>> begin SOURCE DOCUMENT

The pressure gradient created by the gas influx causes brine to slowly migrate in the subsurface (Fig.  8b). Brine flow rate at the measuring locations increases during the leakage and declines sharply after the drop-in pressure. The first peak value corresponds to the end of the shut-in period and the second peak corresponds to the end of leakage. Brine flow changes in the direction of regional groundwater flow after approximately 5 years due to the combined influence of regional hydraulic gradient, cease of gas leakage, and negative buoyancy. Although brine flows towards the monitoring locations (i.e., highly permeable pathways), the probability of deep brine reaching shallow groundwater is low (Osborn et al. 2011; Gassiat et al. 2013; Pfunt et al. 2016; Taherdangkoo et al. 2019) due to the absence of significant driving forces.
As illustrated by Figs.  3, 4, 5, 6, 7, and 8, using miscible and immiscible flow models results in slightly different methane plume sizes and travel times to groundwater. This is due to the low solubility of methane in the ambient water, particularly at shallow depths. The influence of methane solubility on gas transport becomes less significant once the plume spreads at shallow groundwater.

### Sensitivity analysis

The sensitivity analysis is conducted employing the miscible flow model. First, the influence of key parameters including Brooks–Corey parameters, residual water saturation, tilted geometries, and methane leakage rates are examined. Then, the impacts of the claystone integrity and multi-layered claystone systems on the spatial distribution of the methane plume in the subsurface and the arrival time to shallow groundwater are discussed.

#### Geological and hydrogeological parameters

The impacts of hydrodynamic properties (i.e., P d, λ, and S wr) of the shallow and overburden sediments on the transport of methane are illustrated in Fig.  9a–c. The entry pressure in the capillary pressure function is inversely correlated with methane flow rate at the monitoring locations. A higher entry pressure requires a higher non-wetting phase (i.e., gas phase) pressure to displace the ambient water resulting in the reduction of methane flow rates, as shown in Fig.  9a. The change of entry pressure has a substantial influence on the flow rate when P d is varied over a large range.
The pore size distribution index (λ) is a shape parameter in the capillary pressure—relative permeability—saturation relationships, and has influence on the phase saturation. An inverse relationship between λ and methane flow rate is observed as an increase in the λ value increases the degree of saturation of the water phase. Varying λ within a small range has negligible impacts on arrival times and flow rates of methane, while the influence of varying λ over a wider range is noticeable.
Residual water saturation (S wr) is important with respect to its influence on the relative permeability. A positive correlation between S wr and methane flow rates is observed as an increase in the value of S wr decreasing the amount of gas phase trapped in the pore spaces. The effects of varying S wr on breakthrough time and volume of methane reaching monitoring locations are more substantial in our models in contrast to variations in P d and λ.
In a sedimentary basin with a larger dip angle (dip $$\ge 3^\circ$$), the lateral buoyancy component further contributes to the horizontal spreading of the plume. Methane moves up-dip along tilted layers and spreads over a large distance from the leaky wellbore. The lateral transport distances of methane are significantly higher even for only minor tilt (1°) as compared to a horizontal domain. In the formation with 3º tilt in the x-direction, methane reaches the monitoring location 4000 m away from the gas wellbore within 7.2 years, but it does not spread that far in the horizontal dimension (Fig.  9d). The results suggest that the presence of tilted formations/layers can encourage the lateral spread of the plume; thus, methane can be manifested at monitoring locations even at distances of several kilometers from a leaky gas well.

>> end SOURCE DOCUMENT
>> begin ENTRIES SHOWN

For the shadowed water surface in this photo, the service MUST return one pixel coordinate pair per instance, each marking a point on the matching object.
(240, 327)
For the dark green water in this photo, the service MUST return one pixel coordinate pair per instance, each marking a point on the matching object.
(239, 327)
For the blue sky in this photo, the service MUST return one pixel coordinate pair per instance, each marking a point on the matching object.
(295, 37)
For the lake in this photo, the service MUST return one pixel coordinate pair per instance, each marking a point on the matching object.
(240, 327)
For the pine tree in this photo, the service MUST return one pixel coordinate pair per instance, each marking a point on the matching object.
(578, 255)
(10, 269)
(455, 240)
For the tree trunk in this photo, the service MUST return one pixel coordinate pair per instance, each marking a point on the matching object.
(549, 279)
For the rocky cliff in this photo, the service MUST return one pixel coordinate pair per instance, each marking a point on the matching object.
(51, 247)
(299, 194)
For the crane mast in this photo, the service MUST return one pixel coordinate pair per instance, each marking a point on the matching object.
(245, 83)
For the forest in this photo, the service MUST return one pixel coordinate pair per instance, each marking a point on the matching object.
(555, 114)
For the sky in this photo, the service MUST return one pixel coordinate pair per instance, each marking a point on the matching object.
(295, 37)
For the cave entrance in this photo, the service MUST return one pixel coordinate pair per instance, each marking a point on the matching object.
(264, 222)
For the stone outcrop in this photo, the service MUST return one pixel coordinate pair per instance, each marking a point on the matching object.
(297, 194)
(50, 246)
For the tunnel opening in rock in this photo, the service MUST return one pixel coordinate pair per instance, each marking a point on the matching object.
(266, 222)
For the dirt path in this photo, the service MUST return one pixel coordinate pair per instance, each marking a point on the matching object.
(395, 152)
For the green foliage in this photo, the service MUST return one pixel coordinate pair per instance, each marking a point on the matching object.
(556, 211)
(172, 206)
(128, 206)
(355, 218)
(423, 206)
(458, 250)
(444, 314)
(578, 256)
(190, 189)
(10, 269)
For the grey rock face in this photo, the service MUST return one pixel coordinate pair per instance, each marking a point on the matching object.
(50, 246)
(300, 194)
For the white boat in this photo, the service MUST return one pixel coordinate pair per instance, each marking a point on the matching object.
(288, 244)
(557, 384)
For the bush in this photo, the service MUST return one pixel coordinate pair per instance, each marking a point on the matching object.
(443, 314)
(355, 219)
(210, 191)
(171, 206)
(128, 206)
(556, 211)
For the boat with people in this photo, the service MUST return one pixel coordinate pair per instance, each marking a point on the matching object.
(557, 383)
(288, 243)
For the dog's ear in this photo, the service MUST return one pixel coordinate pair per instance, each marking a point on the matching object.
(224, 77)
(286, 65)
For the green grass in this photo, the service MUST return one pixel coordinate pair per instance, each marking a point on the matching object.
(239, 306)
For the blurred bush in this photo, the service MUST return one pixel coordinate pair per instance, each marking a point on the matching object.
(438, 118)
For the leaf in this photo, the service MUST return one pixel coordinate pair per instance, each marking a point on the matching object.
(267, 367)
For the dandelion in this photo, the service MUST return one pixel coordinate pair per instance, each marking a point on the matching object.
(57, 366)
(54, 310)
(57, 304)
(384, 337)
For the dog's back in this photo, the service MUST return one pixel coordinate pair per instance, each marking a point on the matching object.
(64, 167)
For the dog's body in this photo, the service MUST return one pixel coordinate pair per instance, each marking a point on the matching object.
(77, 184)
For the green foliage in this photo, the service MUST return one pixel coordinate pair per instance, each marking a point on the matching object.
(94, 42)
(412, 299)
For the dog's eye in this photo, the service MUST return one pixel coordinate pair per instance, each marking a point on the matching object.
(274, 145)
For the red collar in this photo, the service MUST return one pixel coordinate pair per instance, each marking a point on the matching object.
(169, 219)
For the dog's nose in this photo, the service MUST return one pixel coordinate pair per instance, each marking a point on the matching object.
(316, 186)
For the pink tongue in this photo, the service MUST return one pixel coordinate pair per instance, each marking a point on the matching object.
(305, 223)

>> end ENTRIES SHOWN

TASKS AND EXERCISES:
• a. In the methane leakage text, how soon does methane reach the monitoring location 4000 m from the gas wellbore in the formation with a 3º tilt in the x-direction?
• b. Please echo the passage of the methane leakage text starting at "The sensitivity analysis" and ending at "groundwater are discussed.".
• c. Name every published work the methane leakage text cites on the low probability of deep brine reaching shallow groundwater.
The listing was drawn from a different source than the methane leakage text.

EXPECTED ANSWERS:
• a. Within 7.2 years.

• b.
The sensitivity analysis is conducted employing the miscible flow model. First, the influence of key parameters including Brooks–Corey parameters, residual water saturation, tilted geometries, and methane leakage rates are examined. Then, the impacts of the claystone integrity and multi-layered claystone systems on the spatial distribution of the methane plume in the subsurface and the arrival time to shallow groundwater are discussed.

• c.
Osborn et al. 2011
Gassiat et al. 2013
Pfunt et al. 2016
Taherdangkoo et al. 2019